§ **Selected extract**:

* * * * * * * * *

3.2. Fine Positioning of the Drogue

3.2.1. Location of Edge Points of the Drogue's Inner Dark Part

To every contour in the set of $C^{'}$ , the circular least-square fitting [23] is used to obtain the contours' centres, as follows:

\begin{array}{l} c_{_{c e n t} X}^{i} = \frac{A - B}{E} \\ c_{_{c e n t} Y}^{i} = \frac{C - D}{E} \\ c_{_{c e n t} R}^{i} = \sqrt{c_{_{c e n t} X}^{i}^{2} - 2 \bar{x} c_{_{c e n t} X}^{i} + c_{_{c e n t} Y}^{i}^{2} - 2 \bar{y} c_{_{c e n t} Y}^{i} + \bar{x^{2}} + \bar{y^{2}}} \end{array}

(10)

* * * * * * * * *

§ **Supplied material**:
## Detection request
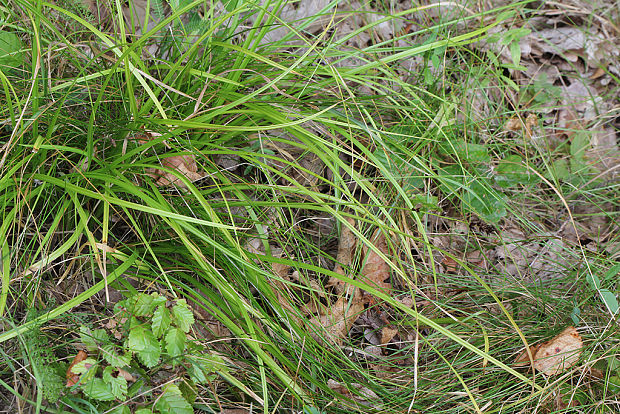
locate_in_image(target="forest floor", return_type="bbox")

* * * * * * * * *

§ **Work to complete**:
• A. In the drogue positioning text, what method is applied to each contour in the set $C^{'}$ to obtain the contours' centres?
• B. Go on with the drogue positioning text, picking up right after equation (10).

§ **Results**:
• A. Circular least-square fitting.

• B.
\begin{array}{l} A = (\bar{x^{2}} \bar{x} + \bar{x} \bar{y^{2}} - \bar{x^{3}} - \bar{x y^{2}}) ({\bar{y}}^{2} - \bar{y^{2}}) \\ B = (\bar{x^{2}} \bar{y} + \bar{y} \bar{y^{2}} - \bar{x^{2} y} - \bar{y^{3}}) (\bar{x} \bar{y} - \bar{x y}) \\ C = (\bar{x^{2}} \bar{y} + \bar{y} \bar{y^{2}} - \bar{x^{2} y} - \bar{y^{3}}) ({\bar{x}}^{2} - \bar{x^{2}}) \\ D = (\bar{x^{2}} \bar{x} + \bar{x} \bar{y^{2}} - \bar{x^{3}} - \bar{x y^{2}}) (\bar{x} \bar{y} - \bar{x y}) \\ E = 2 ({\bar{x}}^{2} - \bar{x^{2}}) ({\bar{y}}^{2} - \bar{y^{2}}) - 2 {(\bar{x} \bar{y} - \bar{x y})}^{2} \\ \bar{x^{m} y^{n}} = \sum_{i \in {c^{'}}_{i}} x_{i}^{m} y_{i}^{n} / \sum_{i \in {c^{'}}_{i}} 1 \end{array}

(11)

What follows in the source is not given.